--- start of Records for this exercise ---

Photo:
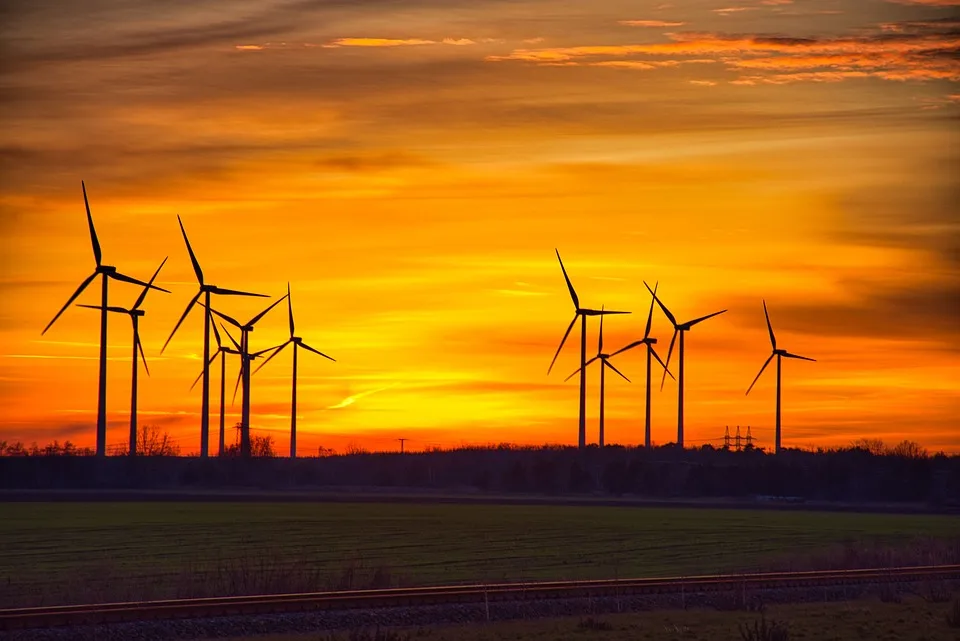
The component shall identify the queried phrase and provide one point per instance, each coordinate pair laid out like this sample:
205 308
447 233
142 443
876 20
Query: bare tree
152 442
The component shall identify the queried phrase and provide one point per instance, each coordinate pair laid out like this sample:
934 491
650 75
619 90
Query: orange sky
410 168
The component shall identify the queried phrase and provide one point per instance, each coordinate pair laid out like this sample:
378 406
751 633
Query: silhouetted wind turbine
296 341
205 289
779 353
106 272
649 342
604 364
245 357
581 313
222 352
678 328
135 313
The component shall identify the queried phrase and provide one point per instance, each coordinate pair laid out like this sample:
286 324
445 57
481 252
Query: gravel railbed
402 616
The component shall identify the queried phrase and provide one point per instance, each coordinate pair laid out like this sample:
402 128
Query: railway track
72 615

--- end of Records for this exercise ---

**Task directions**
Copy all the lines above again, substituting "system" for each "component" and changing nothing else. Leave the pictures out.

**Finished task**
Photo:
The system shall identify the queried phrase and provide one point per instance, each coordinate pair laid out like this sample:
205 308
447 233
142 443
876 20
Query: bare tree
152 442
The system shall identify the queried phrase and provide one point per instance, each coordinate pair laid out like this sample:
934 491
650 75
619 90
Query: orange sky
410 168
The system shall identify the queried phrase and provide one point per instance, each coordinate pair laid out like this sample:
378 406
751 633
Query: silhouetted wind turbine
296 341
205 289
779 353
106 272
649 342
604 364
245 357
581 313
222 352
678 328
135 313
The system shall identify the queried phrase and provide one point per instance, each coordinate pair laid out like this sample:
286 324
445 57
481 252
Query: gravel railbed
402 616
The system shall identify the queried phrase and provide one point per instance, each coordinate pair laid out like this sample:
402 128
Query: railway track
72 615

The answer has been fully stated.